Berlin/Norderstedt. Athleten der Norderstedter Werkstätten stehen im Finale der Special Olympics. Wer Chancen auf Gold hat.

Emotionaler Start für die Athleten der Norderstedter Werkstätten bei den Special Olympics World Games in Berlin. Läufer Jan Brückner (32) hat bei der Qualifikation im 200-Meter-Sprint mit 27,4 Sekunden eine neue persönliche Bestzeit aufgestellt, dann im Finale eine Medaille aber knapp verpasst. In einem knappen Rennen erreichte der 32-Jährige den 5. Platz.

Special Olympics: Emotionaler Start mit persönlicher Bestzeit

Der Tag startete unter schwierigen Bedingungen: Das deutsche Leichtathletik-Team wollte sich gerade einlaufen, als es in Berlin zu regnen anfing. Innerhalb kürzester Zeit stand die Bahn im Hanns-Braun-Stadion unter Wasser. „Oh je“, sagte Jan Brückner, der hier heute sein Finale im 200-Meter-Lauf antreten sollte. „Selbst mit Spikes ist das gefährlich.“

Das befanden dann auch die Veranstalter und verschoben die Wettbewerbe um eine Stunde. Jan Brückner reagierte erleichtert auf die Entscheidung. „Ich will hier heute meine persönliche Bestzeit aufstellen, das geht nicht auf nasser Bahn“, so der 32-Jährige. Aus den Lautsprechern im Hanns-Braun-Stadion läuft „It’s Raining Men“.

Franz Bechler (34) singt laut mit und wippt mit dem Fuß im Takt der Musik. Er ist entspannt. Das Finale im Mini-Speer – seiner Paradedisziplin – findet erst morgen statt. Heute muss er nur in der Klassifizierung antreten, die darüber entscheidet, in welcher Gruppe er morgen im Finale steht.

Special Olympics World Games: Die größte Sportveranstaltung seit Olympischen Spielen

Das Hanns-Braun-Stadion liegt nur ein paar Meter vom Olympiastadion entfernt. Vor ein paar Wochen hat Franz Bechler dort für Coca Cola einen Werbespot gedreht. Schon damals hat er davon geträumt, hier eine Medaille zu gewinnen. Hier – bei den Special Olympics Word Games, der weltweit größten Sportveranstaltung für Menschen mit geistiger Behinderung.

→ DATENSATZ
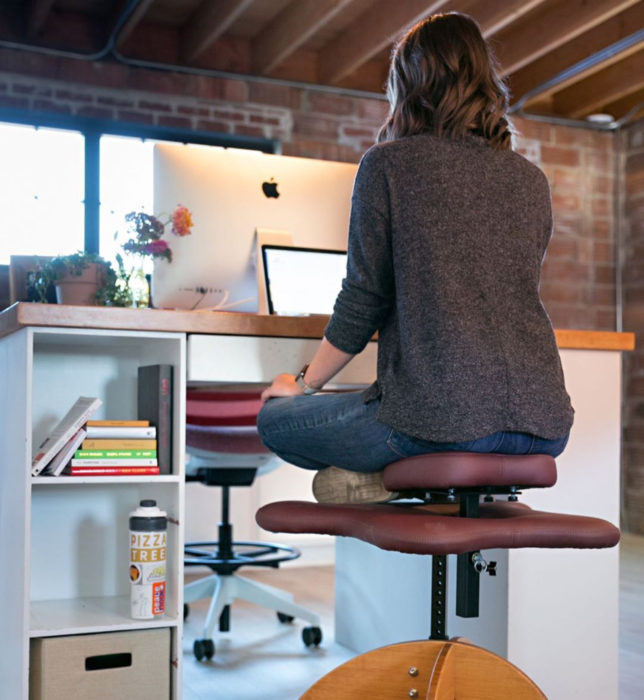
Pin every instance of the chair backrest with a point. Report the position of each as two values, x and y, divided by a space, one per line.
222 408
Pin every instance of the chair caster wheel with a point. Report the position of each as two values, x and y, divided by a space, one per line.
204 648
311 636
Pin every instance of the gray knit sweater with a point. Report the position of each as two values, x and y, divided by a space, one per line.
446 242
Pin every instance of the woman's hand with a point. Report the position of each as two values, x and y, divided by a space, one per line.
283 385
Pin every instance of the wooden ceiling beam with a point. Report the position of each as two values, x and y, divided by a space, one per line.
372 32
492 17
133 21
290 30
37 15
549 27
620 108
608 85
553 64
211 21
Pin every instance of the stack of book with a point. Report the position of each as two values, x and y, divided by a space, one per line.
115 448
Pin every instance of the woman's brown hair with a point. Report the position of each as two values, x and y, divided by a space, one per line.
444 79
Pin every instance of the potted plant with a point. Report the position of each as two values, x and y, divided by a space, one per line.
80 279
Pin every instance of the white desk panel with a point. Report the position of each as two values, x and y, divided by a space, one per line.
258 359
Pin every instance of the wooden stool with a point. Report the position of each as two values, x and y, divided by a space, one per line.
449 518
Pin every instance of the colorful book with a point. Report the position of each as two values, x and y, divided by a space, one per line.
119 444
154 403
61 460
110 471
76 417
120 423
115 454
130 462
107 431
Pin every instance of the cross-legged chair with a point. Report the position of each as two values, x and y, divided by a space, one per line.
465 503
225 451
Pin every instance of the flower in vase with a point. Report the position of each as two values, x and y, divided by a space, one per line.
146 230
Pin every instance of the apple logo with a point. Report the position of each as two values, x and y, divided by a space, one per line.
270 189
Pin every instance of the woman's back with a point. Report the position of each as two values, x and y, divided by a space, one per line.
467 348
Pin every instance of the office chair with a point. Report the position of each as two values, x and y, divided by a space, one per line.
447 517
225 451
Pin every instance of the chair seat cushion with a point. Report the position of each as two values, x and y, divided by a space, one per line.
443 470
225 438
437 529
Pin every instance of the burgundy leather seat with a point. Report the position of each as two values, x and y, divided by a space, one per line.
437 528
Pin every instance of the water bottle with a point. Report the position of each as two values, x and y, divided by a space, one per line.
148 537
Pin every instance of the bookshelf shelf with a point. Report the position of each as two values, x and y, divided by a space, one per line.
65 538
71 480
88 616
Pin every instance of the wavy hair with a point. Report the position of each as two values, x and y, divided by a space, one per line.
444 79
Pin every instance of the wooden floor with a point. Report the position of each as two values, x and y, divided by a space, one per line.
262 658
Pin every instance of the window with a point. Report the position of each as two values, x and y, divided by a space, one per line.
66 183
42 176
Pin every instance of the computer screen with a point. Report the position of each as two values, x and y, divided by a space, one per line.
233 193
302 281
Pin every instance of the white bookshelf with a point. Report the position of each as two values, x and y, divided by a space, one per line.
63 540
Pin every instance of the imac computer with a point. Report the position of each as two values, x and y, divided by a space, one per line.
238 198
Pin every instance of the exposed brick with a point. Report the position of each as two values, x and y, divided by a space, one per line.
74 96
229 115
263 119
565 203
213 125
276 95
375 110
154 106
325 103
604 252
558 155
310 125
567 178
129 115
51 106
247 130
14 102
110 101
95 112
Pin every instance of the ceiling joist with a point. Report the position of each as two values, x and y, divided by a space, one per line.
543 70
209 23
608 85
372 32
551 26
292 28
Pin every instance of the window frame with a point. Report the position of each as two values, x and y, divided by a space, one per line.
92 129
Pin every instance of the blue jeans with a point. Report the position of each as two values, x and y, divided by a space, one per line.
341 430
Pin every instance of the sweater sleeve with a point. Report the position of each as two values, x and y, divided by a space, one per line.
367 293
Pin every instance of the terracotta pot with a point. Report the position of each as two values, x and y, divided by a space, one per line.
80 290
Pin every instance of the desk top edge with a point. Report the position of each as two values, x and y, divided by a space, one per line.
23 314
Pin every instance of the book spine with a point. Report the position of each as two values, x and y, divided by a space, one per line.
154 403
120 423
99 431
111 471
117 444
115 454
125 462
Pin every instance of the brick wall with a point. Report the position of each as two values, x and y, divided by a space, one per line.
579 275
580 270
632 237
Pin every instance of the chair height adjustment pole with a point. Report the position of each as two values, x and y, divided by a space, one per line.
439 596
225 542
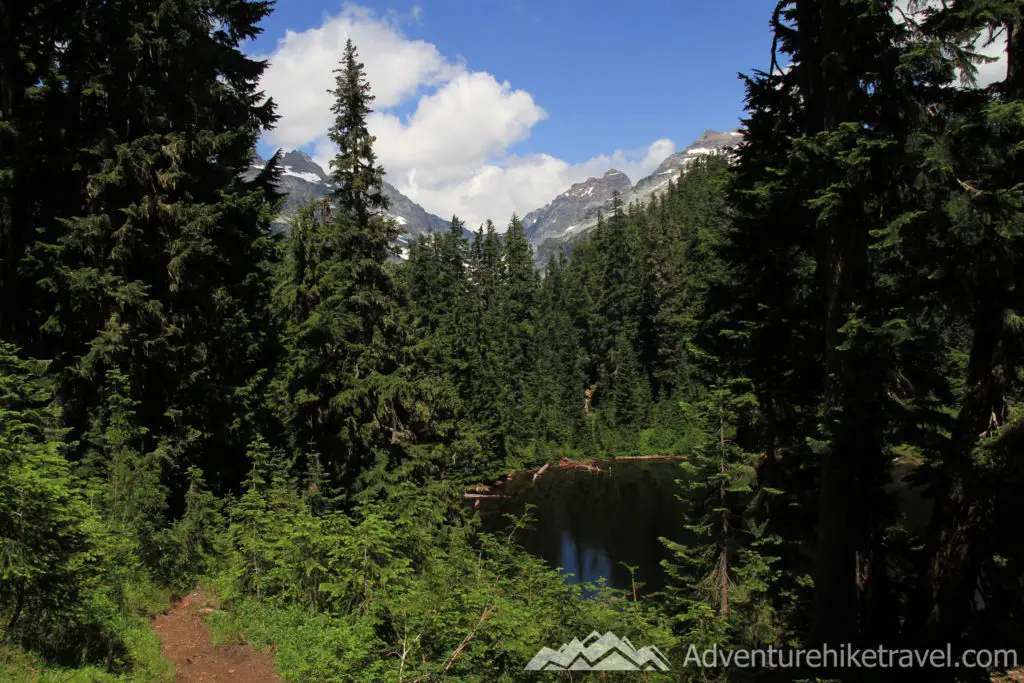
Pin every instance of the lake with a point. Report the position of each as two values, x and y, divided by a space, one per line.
590 522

→ DEINE AUFGABE
Fass den Bericht über die Special Olympics in Berlin in genau zwei Sätzen zusammen.

→ LÖSUNG
Bei den Special Olympics World Games in Berlin lief Jan Brückner von den Norderstedter Werkstätten in der Qualifikation über 200 Meter mit 27,4 Sekunden eine neue persönliche Bestzeit, verpasste im Finale aber als Fünfter knapp eine Medaille. Nachdem Regen die Bahn im Hanns-Braun-Stadion unter Wasser gesetzt hatte, wurden die Wettbewerbe um eine Stunde verschoben, und Franz Bechler musste an diesem Tag nur zur Klassifizierung antreten, weil sein Finale im Mini-Speer erst am nächsten Tag stattfindet.